## WHAT THE TASK REQUIRES
Put the lines of the records from the one containing "If you could drop a marker on the red painted" through the last line, both ends included, into a numbered list with blank lines left out.

## INPUT FOR THIS TASK
%%

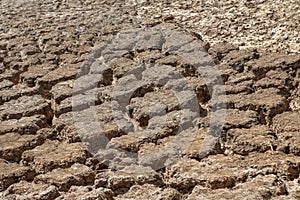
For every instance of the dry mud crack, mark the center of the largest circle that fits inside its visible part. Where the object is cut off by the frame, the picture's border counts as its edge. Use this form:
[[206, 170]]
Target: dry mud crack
[[149, 100]]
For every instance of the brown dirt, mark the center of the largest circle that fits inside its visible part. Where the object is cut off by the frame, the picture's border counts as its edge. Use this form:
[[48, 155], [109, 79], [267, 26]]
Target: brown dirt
[[43, 154]]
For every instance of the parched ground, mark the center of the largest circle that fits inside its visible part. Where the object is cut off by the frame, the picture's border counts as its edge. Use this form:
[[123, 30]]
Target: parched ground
[[70, 83]]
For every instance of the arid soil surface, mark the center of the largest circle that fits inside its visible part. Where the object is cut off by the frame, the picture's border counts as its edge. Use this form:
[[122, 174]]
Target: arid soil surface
[[149, 99]]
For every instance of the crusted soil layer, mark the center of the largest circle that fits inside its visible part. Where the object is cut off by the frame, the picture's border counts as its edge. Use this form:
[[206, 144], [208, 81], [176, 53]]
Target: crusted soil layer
[[138, 99]]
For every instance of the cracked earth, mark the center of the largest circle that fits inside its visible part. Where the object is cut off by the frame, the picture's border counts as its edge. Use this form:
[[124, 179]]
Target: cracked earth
[[138, 99]]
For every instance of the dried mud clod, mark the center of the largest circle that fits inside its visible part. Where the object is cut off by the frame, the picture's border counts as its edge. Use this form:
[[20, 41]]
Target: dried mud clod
[[74, 128]]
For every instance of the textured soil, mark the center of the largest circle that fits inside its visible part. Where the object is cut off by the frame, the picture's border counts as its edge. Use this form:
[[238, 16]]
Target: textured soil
[[68, 66]]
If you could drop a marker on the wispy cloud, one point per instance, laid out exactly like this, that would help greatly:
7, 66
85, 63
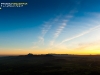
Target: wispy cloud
81, 34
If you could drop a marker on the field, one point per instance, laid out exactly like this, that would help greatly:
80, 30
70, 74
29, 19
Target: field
50, 65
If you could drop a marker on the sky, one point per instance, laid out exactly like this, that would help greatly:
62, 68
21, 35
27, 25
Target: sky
50, 26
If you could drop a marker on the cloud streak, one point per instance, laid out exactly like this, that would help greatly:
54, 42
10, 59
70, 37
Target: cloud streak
79, 35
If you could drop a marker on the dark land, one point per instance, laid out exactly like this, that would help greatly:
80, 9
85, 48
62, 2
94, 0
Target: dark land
50, 65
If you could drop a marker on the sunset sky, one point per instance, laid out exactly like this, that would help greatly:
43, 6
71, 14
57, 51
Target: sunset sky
50, 26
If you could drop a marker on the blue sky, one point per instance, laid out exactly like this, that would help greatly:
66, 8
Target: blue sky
50, 26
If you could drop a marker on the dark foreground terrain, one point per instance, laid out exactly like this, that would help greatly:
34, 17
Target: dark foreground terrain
50, 65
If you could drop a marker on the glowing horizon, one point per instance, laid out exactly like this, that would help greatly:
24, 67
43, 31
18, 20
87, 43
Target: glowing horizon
61, 27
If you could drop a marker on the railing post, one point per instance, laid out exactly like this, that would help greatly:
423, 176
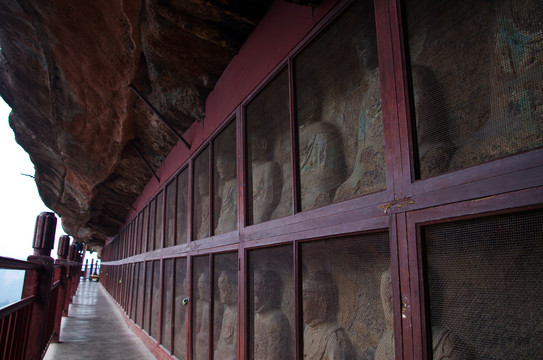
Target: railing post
44, 237
62, 253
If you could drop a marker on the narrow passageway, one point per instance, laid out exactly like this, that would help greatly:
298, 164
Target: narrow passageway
95, 329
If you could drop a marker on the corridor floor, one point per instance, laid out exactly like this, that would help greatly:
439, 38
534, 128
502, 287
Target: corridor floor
95, 329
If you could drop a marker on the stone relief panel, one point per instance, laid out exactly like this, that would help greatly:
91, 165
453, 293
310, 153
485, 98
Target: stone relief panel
225, 198
202, 211
342, 310
485, 285
269, 168
477, 89
271, 304
339, 113
225, 307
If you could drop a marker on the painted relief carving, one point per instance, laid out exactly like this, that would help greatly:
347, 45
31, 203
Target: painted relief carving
324, 338
226, 170
266, 180
272, 333
368, 172
226, 345
322, 163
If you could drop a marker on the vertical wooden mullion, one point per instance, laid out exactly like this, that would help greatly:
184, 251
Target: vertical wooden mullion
243, 315
405, 307
188, 309
160, 298
211, 194
190, 202
298, 332
295, 206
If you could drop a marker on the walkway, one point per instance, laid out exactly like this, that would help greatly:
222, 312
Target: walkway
95, 329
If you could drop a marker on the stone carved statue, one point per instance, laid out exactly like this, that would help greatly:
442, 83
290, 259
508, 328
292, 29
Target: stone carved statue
203, 207
368, 174
515, 122
324, 338
226, 346
267, 182
227, 220
201, 346
322, 163
272, 334
445, 345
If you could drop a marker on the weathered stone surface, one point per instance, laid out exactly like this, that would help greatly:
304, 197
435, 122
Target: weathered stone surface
65, 68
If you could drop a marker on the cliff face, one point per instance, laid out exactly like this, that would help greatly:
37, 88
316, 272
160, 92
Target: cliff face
65, 70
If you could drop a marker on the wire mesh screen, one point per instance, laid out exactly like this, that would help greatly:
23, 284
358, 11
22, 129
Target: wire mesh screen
269, 175
485, 287
169, 239
179, 344
340, 123
167, 304
342, 308
271, 304
155, 300
225, 200
200, 308
476, 69
201, 216
225, 307
182, 207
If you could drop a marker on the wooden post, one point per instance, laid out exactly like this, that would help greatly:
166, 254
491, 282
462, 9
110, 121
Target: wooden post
40, 285
63, 297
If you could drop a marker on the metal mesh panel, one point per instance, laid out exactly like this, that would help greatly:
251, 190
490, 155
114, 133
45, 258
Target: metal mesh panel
269, 175
484, 285
342, 305
182, 206
201, 226
200, 308
271, 304
167, 304
340, 126
169, 239
225, 201
476, 69
180, 309
225, 307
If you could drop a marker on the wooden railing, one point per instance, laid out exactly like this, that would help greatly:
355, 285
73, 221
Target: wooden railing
28, 326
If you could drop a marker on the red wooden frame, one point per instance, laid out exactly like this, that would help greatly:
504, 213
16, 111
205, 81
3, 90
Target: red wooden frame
503, 185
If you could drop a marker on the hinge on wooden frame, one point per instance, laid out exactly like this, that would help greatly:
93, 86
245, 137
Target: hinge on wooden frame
396, 204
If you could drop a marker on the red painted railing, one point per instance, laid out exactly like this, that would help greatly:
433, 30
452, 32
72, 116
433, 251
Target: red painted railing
28, 326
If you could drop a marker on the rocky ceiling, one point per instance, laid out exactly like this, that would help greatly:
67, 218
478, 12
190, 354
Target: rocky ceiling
66, 69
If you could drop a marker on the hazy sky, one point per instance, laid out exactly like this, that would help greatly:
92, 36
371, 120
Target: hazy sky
21, 203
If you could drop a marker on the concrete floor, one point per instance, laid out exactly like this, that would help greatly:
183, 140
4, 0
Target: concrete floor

%%

## WRITTEN SOLUTION
1. If you could drop a marker on the red painted railing, one point per instance, laid out exactly like this, that would help greatly:
2. 433, 30
3. 452, 32
4. 72, 116
5. 433, 251
6. Target: red painted railing
7. 28, 326
8. If you could drop a marker on the rocky ceiling, one point per instance, laid out exactly like this, that would help greatly:
9. 67, 218
10. 478, 12
11. 190, 354
12. Target: rocky ceiling
13. 66, 69
14. If you could drop a marker on the hazy sky, one point per instance, laid out exactly like this, that would help greatly:
15. 92, 36
16. 371, 120
17. Target: hazy sky
18. 21, 203
19. If you could drop a marker on the concrete floor, one point per instance, laid out exactly like this, that would help greatly:
20. 183, 140
21. 4, 0
22. Target: concrete floor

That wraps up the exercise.